● **PROBLEM STATEMENT**:
Find all the lines in the material below with the word "target", and copy them.

(Beginning of MATERIALS PROVIDED)

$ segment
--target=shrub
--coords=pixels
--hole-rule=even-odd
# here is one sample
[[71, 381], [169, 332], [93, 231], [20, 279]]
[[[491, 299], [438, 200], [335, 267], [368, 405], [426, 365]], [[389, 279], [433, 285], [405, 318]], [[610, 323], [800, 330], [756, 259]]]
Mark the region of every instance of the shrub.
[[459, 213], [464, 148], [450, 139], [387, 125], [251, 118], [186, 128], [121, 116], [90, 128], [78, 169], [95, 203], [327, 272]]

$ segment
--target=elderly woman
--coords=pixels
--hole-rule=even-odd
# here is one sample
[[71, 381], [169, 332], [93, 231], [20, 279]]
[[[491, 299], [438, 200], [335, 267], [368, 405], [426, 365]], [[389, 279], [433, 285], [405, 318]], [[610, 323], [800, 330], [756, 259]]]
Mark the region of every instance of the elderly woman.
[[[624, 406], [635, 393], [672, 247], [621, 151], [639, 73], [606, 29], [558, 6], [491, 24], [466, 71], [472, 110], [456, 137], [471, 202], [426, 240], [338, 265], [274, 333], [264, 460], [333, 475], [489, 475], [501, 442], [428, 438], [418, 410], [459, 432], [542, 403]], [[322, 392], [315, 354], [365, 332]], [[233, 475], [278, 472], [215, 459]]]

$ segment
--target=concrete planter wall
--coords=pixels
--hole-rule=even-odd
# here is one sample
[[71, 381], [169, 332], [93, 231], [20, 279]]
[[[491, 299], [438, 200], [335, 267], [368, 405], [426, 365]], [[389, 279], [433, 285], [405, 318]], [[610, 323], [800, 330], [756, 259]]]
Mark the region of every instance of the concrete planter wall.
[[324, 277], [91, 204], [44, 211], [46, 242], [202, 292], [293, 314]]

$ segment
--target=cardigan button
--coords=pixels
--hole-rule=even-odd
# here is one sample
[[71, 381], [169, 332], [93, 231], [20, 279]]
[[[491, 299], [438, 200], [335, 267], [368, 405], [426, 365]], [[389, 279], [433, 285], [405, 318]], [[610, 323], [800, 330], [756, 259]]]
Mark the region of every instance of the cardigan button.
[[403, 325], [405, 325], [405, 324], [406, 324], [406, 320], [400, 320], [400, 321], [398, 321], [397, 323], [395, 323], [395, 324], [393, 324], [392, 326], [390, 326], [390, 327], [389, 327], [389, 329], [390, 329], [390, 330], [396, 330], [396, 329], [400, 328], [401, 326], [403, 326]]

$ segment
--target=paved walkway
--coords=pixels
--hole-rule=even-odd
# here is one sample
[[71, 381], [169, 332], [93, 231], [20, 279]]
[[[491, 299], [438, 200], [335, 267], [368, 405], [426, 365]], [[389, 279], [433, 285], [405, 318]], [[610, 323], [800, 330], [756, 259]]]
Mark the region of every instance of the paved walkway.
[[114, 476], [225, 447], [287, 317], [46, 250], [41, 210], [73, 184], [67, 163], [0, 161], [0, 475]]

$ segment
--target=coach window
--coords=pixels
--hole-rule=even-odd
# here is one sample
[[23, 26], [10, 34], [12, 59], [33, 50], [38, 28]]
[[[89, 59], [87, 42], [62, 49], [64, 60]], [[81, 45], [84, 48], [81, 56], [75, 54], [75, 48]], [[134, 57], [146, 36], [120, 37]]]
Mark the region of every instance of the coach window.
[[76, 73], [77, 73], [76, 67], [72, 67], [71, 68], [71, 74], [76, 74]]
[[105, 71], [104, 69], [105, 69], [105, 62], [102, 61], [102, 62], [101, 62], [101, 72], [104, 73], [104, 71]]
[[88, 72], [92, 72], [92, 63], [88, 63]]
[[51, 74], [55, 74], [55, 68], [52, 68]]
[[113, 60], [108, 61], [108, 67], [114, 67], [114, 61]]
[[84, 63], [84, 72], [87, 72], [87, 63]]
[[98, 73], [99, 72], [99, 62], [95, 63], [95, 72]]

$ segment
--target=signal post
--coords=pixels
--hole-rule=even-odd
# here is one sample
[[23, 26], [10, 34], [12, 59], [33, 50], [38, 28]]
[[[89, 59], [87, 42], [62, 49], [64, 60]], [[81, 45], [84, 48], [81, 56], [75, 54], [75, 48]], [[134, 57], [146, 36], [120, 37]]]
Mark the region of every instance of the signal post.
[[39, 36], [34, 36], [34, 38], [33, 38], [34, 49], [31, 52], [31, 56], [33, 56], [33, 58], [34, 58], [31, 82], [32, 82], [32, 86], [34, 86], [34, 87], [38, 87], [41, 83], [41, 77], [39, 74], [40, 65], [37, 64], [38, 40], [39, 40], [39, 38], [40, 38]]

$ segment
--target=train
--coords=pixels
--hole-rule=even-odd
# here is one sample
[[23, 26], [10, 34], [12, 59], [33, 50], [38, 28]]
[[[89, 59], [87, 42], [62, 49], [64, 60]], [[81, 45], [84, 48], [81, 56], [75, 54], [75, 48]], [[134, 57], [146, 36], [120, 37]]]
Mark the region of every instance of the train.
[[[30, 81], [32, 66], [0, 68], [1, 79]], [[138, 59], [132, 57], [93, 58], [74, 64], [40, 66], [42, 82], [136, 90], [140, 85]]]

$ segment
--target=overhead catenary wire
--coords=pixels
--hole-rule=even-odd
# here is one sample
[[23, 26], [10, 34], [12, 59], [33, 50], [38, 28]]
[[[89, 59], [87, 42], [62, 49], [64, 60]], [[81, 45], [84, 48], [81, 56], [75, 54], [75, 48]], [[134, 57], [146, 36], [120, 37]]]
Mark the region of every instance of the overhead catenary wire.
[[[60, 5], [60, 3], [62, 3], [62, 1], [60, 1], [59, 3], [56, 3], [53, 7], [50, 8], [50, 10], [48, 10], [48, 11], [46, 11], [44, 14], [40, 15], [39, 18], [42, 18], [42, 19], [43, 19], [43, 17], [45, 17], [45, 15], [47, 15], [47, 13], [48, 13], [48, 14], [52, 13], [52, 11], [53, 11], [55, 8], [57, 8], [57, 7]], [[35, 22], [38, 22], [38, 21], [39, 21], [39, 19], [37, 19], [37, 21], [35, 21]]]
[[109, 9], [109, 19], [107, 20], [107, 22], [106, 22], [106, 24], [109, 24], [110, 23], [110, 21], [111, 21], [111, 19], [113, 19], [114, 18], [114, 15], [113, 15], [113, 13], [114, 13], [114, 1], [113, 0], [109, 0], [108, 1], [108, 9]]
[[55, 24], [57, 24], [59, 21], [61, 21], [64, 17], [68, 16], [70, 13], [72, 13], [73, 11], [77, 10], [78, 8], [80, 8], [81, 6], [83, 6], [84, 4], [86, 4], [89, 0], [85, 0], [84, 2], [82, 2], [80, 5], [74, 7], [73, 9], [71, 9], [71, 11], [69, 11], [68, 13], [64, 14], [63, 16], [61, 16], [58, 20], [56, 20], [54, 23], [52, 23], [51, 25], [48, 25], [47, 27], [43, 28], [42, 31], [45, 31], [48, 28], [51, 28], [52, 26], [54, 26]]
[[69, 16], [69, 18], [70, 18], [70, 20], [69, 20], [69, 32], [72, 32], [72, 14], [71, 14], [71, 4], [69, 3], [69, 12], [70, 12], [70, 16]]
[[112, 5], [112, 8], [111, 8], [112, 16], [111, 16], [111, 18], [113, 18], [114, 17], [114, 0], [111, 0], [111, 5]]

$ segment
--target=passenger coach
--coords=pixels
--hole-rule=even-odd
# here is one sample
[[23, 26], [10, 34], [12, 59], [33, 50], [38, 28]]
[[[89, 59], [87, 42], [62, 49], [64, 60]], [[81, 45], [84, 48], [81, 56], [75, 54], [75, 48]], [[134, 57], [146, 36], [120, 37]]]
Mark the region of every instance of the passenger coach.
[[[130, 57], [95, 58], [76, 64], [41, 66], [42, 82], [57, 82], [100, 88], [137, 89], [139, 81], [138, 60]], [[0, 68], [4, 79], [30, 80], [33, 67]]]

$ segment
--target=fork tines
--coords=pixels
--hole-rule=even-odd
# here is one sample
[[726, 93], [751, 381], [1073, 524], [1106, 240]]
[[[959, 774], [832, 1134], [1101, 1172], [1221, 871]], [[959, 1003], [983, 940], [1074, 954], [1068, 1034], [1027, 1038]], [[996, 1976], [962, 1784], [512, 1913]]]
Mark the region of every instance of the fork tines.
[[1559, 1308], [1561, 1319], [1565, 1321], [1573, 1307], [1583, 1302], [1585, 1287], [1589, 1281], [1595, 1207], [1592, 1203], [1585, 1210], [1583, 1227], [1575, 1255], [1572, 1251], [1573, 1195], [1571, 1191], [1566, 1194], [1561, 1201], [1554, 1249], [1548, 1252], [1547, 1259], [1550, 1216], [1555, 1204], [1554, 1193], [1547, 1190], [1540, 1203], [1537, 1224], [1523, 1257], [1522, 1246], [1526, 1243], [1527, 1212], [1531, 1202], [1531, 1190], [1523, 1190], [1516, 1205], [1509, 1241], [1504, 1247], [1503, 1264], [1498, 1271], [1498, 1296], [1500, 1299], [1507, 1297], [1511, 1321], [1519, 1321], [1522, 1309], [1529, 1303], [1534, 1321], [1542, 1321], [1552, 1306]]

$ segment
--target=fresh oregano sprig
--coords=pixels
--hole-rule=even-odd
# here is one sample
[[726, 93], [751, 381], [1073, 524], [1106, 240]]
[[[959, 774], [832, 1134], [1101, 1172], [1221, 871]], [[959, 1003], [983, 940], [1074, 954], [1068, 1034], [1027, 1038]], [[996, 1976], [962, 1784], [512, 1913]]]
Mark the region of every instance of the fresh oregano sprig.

(End of MATERIALS PROVIDED)

● **ANSWER FOR THE TASK**:
--target=shrub
--target=elderly woman
--target=concrete planter wall
--target=cardigan button
--target=paved walkway
--target=coach window
--target=signal post
--target=train
--target=overhead catenary wire
--target=passenger coach
--target=fork tines
--target=fresh oregano sprig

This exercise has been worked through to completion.